» Work item:
Reproduce the article on the proposed GTA West Highway word for word, in its entirety.

» Text provided:
‘A highway to nowhere’: Green Party Leader, community advocates, push back against GTA West Highway 
Photos from Joel Wittnebel/Graphics from Environmental Defence

‘A highway to nowhere’: Green Party Leader, community advocates, push back against GTA West Highway 


At the edge of a sun-dried soybean field in early September, Mike Schreiner is trying to save the planet. 

The proposed GTA West Highway being pushed by the PC government and certain members of Caledon’s Council is planned to cut through the area, bringing with it more pavement, more cars, and more urban sprawl.

It’s exactly what the Intergovernmental Panel on Climate Change (IPCC) derided for being significant drivers of global warming, and if not brought in check, could lead to catastrophic consequences for our planet. The resulting temperature increase caused by the type of land use being pushed by Doug Ford, Caledon and the developers who stand to make a handsome profit is exactly what the province veered away from in the decade that preceded the PC election sweep in 2018, when the current premier promised builders he would open up the Greenbelt for them. 

The 2018 IPCC report states that if greenhouse gas (GHG) emissions continue at the current rate, the world’s climate could warm to 1.5C above pre-industrial levels by 2040. Previous studies and projections noted severe impacts from climate change would come when the climate had warmed 2C above pre-industrial levels. However, it’s now become increasingly clear that many of those impacts (sea-level rise, drought, food scarcity) will be felt at the 1.5C level.

If there isn’t a drastic change in policies around controlling greenhouse gas emissions in critical areas of industry, including development and land use policies, we may pass the point of no return, leading to the displacement of entire nations and a flood of environmental refugees that will cost the world economy trillions of dollars. The report stressed that local governments play a key role in helping to curb temperature rise as they can alter or halt developments like sprawling subdivisions that contribute to global warming.

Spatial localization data
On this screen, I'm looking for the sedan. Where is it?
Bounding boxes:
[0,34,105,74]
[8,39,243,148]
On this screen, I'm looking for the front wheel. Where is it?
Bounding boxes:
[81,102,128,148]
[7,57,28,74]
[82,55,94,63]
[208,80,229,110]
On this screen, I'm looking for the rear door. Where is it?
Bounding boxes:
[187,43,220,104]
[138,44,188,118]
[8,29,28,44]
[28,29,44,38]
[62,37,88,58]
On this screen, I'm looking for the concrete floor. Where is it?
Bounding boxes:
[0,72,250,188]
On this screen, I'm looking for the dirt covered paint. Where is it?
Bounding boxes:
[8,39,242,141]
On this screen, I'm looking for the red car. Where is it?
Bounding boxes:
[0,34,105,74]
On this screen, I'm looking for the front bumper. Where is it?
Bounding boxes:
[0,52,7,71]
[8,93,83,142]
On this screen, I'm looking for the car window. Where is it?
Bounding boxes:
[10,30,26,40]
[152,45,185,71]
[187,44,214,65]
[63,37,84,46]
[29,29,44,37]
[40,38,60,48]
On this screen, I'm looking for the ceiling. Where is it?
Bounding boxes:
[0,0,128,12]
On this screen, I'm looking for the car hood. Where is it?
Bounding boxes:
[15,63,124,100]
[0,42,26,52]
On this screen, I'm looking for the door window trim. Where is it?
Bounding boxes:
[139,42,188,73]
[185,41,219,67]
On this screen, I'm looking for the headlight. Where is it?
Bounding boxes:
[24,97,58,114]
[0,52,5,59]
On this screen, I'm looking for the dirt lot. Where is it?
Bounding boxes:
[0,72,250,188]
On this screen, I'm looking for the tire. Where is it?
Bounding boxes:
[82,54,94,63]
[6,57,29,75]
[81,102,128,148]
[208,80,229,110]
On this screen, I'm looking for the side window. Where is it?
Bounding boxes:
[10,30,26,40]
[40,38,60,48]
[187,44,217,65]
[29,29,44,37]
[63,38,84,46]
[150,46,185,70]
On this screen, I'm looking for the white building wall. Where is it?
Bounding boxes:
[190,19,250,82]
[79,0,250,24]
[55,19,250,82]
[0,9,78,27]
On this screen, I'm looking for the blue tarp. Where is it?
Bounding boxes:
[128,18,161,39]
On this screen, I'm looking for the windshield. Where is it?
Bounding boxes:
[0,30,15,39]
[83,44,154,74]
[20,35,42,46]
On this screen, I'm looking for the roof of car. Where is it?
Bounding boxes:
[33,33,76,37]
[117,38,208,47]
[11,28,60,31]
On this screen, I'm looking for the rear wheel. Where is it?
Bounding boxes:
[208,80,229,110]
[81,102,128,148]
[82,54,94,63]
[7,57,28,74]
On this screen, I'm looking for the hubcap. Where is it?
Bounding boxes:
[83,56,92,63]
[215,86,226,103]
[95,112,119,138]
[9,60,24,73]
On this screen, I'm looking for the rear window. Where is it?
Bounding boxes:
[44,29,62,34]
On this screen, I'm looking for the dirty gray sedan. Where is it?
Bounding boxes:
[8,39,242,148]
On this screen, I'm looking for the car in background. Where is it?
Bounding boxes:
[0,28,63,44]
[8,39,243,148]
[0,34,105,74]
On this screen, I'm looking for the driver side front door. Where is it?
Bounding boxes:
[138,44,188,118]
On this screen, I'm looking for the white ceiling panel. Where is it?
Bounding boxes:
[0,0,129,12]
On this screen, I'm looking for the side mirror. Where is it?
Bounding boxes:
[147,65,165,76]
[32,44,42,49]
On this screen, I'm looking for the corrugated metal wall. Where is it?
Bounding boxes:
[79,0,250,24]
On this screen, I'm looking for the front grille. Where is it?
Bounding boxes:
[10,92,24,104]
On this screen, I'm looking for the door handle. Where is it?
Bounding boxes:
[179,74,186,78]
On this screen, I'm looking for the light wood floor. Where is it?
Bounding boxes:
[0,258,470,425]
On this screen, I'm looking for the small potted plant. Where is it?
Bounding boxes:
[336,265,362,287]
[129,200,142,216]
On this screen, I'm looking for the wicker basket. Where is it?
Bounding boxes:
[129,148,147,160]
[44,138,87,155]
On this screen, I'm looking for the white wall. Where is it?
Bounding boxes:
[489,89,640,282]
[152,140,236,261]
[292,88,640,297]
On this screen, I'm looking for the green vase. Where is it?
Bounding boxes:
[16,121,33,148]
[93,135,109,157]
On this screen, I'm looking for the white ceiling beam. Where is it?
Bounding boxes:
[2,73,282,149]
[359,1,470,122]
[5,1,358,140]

» Solution to this task:
‘A highway to nowhere’: Green Party Leader, community advocates, push back against GTA West Highway 
Photos from Joel Wittnebel/Graphics from Environmental Defence

‘A highway to nowhere’: Green Party Leader, community advocates, push back against GTA West Highway 


At the edge of a sun-dried soybean field in early September, Mike Schreiner is trying to save the planet. 

The proposed GTA West Highway being pushed by the PC government and certain members of Caledon’s Council is planned to cut through the area, bringing with it more pavement, more cars, and more urban sprawl.

It’s exactly what the Intergovernmental Panel on Climate Change (IPCC) derided for being significant drivers of global warming, and if not brought in check, could lead to catastrophic consequences for our planet. The resulting temperature increase caused by the type of land use being pushed by Doug Ford, Caledon and the developers who stand to make a handsome profit is exactly what the province veered away from in the decade that preceded the PC election sweep in 2018, when the current premier promised builders he would open up the Greenbelt for them. 

The 2018 IPCC report states that if greenhouse gas (GHG) emissions continue at the current rate, the world’s climate could warm to 1.5C above pre-industrial levels by 2040. Previous studies and projections noted severe impacts from climate change would come when the climate had warmed 2C above pre-industrial levels. However, it’s now become increasingly clear that many of those impacts (sea-level rise, drought, food scarcity) will be felt at the 1.5C level.

If there isn’t a drastic change in policies around controlling greenhouse gas emissions in critical areas of industry, including development and land use policies, we may pass the point of no return, leading to the displacement of entire nations and a flood of environmental refugees that will cost the world economy trillions of dollars. The report stressed that local governments play a key role in helping to curb temperature rise as they can alter or halt developments like sprawling subdivisions that contribute to global warming.